WHAT IS EXPECTED: Translate this sentence from the review of the Fellini documentary below into Spanish: "The documentary Fellini: I'm a Born Liar is perhaps best enjoyed as a fabulous tale told by an expert and highly adept con man."

Fellini: I'm a Born
Liar
review by
Gregory Avery,
2 May 2003 The
documentary Fellini: I'm a Born Liar is perhaps best enjoyed
as a fabulous tale told by an expert and highly adept con man.
Damian Pettigrew filmed Federico Fellini speaking, at length, about
his life and career in 1992, one year before the director's death,
and the results are dazzling and, sometimes, Laocoönian in their
twists and turns: a filmmaker who professes never to look at his own
films, and, when he does, wonders who other than himself could have
made these; who says that, once he starts work on the set, someone
else takes control and he must put himself at the service of this
"mysterious stranger"; an artist who claims to wanting to be
"authentic" in his work, yet finds artificial renditions of places
and events hold more meaning to him than the actual things
themselves.

(Object location annotation data)
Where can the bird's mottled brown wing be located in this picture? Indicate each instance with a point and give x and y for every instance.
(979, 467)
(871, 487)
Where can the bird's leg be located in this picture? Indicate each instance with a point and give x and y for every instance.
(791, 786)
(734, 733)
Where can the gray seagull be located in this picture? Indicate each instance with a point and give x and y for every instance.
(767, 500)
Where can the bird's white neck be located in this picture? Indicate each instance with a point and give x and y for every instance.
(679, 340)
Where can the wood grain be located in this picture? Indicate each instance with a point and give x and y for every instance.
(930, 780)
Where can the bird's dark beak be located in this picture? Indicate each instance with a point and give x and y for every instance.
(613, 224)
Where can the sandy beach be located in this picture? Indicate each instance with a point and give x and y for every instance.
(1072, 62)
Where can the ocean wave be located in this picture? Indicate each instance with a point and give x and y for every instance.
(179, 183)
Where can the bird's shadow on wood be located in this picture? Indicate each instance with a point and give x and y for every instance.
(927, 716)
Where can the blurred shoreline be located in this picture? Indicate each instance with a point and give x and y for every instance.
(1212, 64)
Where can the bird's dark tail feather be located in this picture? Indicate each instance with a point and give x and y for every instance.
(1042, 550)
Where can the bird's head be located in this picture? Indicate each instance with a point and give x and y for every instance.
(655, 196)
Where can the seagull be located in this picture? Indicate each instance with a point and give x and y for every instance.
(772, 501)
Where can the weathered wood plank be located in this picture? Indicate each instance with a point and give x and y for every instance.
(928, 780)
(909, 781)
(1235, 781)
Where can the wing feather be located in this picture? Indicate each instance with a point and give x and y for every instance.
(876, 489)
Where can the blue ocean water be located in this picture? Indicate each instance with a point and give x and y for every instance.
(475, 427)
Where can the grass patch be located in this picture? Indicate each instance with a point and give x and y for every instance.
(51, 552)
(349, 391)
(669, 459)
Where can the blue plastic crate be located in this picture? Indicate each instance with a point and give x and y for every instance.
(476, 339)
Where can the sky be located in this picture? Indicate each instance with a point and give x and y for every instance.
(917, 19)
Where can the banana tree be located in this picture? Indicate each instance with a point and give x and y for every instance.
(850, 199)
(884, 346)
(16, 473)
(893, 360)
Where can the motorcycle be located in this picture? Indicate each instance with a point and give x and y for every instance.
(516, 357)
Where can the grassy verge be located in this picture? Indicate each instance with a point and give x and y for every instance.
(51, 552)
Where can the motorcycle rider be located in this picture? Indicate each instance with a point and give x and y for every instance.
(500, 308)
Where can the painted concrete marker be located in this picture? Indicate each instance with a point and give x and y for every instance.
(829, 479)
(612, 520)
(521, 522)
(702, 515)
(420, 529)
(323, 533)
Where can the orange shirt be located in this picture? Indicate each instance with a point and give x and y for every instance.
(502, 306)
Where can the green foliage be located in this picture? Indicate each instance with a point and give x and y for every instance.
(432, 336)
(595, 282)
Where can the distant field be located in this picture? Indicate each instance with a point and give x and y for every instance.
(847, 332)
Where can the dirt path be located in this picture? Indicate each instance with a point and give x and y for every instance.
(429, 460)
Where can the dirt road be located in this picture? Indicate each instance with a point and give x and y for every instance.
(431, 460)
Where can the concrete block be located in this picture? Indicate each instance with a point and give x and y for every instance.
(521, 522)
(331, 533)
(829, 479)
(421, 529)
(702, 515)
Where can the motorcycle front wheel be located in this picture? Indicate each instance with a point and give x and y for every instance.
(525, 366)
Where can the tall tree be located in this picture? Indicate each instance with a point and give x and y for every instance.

RESPONSE BELOW: El documental Fellini: I'm a Born Liar quizás se disfruta mejor como un relato fabuloso contado por un estafador experto y sumamente hábil.